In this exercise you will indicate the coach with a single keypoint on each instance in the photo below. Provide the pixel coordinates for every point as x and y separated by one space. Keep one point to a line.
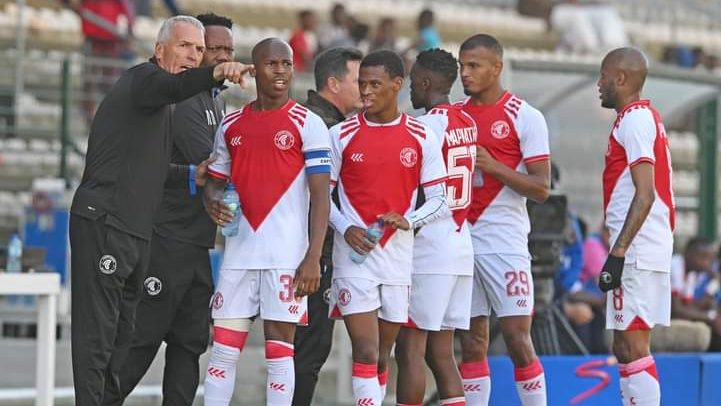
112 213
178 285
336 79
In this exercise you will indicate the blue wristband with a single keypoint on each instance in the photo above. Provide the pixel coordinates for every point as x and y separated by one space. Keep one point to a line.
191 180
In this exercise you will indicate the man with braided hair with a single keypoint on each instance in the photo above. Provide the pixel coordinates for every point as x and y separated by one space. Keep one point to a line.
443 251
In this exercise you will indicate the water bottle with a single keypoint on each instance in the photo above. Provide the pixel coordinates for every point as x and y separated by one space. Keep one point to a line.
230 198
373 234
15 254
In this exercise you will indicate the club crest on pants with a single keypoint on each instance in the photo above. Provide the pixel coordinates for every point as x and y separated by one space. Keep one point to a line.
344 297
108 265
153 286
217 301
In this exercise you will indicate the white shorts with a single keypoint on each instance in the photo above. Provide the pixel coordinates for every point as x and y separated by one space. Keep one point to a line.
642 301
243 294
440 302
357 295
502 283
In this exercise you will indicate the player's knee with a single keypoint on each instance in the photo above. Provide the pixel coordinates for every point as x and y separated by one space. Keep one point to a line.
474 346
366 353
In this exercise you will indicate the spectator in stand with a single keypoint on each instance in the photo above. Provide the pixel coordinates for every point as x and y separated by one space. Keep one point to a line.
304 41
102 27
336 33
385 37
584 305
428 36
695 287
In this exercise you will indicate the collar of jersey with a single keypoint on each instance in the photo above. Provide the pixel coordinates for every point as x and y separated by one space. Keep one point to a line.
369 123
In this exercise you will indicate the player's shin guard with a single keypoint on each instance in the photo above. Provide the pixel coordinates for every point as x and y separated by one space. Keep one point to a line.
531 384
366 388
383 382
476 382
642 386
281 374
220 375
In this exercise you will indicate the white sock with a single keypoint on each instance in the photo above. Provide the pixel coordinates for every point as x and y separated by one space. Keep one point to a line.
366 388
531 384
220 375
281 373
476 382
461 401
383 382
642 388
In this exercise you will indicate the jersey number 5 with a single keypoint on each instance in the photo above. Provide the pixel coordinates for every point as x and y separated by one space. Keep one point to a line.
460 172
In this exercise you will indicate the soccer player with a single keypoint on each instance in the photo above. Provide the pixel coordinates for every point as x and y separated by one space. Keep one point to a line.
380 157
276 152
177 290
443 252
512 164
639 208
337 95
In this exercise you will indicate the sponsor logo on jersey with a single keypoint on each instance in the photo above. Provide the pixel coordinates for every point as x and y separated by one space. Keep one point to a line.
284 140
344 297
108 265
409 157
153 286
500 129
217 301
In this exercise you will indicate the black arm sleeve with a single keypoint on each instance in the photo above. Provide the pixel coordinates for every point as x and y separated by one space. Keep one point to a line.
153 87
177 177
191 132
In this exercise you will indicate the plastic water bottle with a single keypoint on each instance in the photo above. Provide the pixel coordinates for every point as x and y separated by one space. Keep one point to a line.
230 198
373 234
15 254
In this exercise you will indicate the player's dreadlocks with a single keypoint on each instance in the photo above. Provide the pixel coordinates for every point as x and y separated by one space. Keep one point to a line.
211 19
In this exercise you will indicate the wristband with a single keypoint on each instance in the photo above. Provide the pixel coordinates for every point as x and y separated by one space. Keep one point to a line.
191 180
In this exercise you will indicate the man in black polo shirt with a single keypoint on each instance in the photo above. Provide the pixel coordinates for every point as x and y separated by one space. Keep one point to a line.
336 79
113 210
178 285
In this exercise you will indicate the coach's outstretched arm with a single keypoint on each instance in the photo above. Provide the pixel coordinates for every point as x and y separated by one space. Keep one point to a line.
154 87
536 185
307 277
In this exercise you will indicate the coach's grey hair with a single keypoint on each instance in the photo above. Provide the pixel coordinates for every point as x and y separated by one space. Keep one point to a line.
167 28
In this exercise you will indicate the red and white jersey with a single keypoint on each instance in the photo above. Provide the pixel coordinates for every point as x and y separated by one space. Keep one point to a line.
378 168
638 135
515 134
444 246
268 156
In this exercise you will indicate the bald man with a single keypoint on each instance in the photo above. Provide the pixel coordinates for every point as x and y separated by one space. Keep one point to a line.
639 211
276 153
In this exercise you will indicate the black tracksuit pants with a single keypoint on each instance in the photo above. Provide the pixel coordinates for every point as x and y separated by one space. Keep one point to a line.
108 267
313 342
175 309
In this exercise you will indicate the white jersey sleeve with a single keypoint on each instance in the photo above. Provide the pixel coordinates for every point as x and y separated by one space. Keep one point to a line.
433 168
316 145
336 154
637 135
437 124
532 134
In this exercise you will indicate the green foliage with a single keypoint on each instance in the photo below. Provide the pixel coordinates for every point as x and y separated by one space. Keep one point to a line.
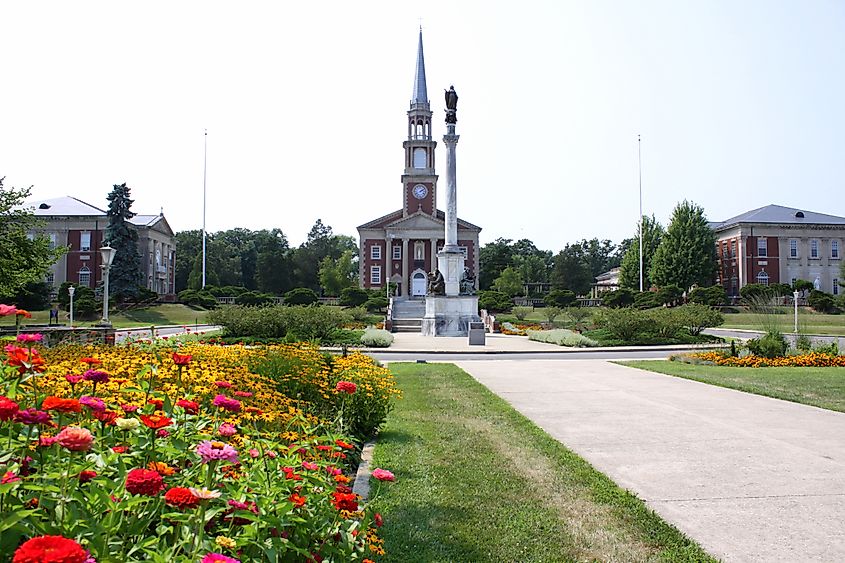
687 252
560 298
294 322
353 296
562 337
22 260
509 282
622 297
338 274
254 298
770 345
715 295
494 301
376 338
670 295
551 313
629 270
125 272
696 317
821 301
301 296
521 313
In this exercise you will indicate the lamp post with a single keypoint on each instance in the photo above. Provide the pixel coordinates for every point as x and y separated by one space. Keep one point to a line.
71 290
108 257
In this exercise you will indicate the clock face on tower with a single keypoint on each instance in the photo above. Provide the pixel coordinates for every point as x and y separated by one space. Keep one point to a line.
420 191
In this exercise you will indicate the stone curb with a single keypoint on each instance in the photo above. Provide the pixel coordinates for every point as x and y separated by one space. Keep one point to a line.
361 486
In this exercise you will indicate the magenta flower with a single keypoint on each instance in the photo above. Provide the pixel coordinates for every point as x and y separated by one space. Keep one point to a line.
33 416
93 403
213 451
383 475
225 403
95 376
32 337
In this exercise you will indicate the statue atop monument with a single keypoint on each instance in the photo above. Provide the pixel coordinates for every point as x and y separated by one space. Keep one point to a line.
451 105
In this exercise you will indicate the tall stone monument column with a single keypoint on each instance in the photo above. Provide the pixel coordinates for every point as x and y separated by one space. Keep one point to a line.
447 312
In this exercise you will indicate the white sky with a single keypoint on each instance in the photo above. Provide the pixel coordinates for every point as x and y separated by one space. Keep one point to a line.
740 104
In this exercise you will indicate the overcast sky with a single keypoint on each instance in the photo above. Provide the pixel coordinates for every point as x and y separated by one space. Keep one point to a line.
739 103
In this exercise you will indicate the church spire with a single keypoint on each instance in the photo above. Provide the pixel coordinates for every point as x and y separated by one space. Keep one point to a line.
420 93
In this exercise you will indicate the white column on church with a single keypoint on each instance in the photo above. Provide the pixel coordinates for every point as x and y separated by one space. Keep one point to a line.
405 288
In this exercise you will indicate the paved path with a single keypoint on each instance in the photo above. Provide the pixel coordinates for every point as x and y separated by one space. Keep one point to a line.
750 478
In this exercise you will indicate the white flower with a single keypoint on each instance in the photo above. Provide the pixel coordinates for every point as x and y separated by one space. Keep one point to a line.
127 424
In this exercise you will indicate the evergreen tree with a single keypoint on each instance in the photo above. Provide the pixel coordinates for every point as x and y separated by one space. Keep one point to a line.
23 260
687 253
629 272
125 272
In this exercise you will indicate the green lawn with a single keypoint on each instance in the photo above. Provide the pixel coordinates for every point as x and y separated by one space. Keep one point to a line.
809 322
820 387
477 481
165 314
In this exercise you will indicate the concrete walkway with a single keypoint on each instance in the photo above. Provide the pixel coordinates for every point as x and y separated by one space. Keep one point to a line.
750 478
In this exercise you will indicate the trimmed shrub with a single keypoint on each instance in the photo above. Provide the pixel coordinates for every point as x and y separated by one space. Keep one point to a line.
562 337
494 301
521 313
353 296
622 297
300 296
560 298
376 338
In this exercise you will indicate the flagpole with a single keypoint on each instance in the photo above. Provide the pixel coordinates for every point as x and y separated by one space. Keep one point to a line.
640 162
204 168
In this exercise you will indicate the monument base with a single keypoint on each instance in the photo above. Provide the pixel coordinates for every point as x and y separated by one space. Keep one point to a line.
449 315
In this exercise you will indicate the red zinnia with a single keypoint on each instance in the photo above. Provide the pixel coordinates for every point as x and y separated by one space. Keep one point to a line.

--- Exercise requirements ---
All that should be returned is the run of lines from the one with "In this exercise you will indicate the concrete" to the last line of the material above, copied exactly.

--- Task output ---
In this exercise you will indicate the concrete walkway with a single keypoint on each instance in the photo above. Provide the pixel coordinates for every point as x and y separated by one space. Keep one point to a line.
750 478
In this exercise you will indicate the trimmed shrub with a single keypoint on each instance in the photo above. Provide the pixel coordinates for every point as x and y separated by one space. Keep one point to a line.
562 337
494 301
521 313
353 296
622 297
300 296
560 298
376 338
In this exercise you will indicate the flagpole with a single keypoint on each instance in the photo above. Provide the pixel coordinates for every point as x and y separated by one space. Keep one point to a line.
640 162
204 168
In this exercise you will indicate the monument base with a single keypoint on each instance in the photo above. Provide the pixel coordinates for every point as x and y separated by one space. Keep one point to a line.
449 315
In this exercise you will indicate the red zinnia with a single keypoint on each instance in the photo above. Provide the pixel coordinates for every point as x and y separated by one space. Keep one point to a line.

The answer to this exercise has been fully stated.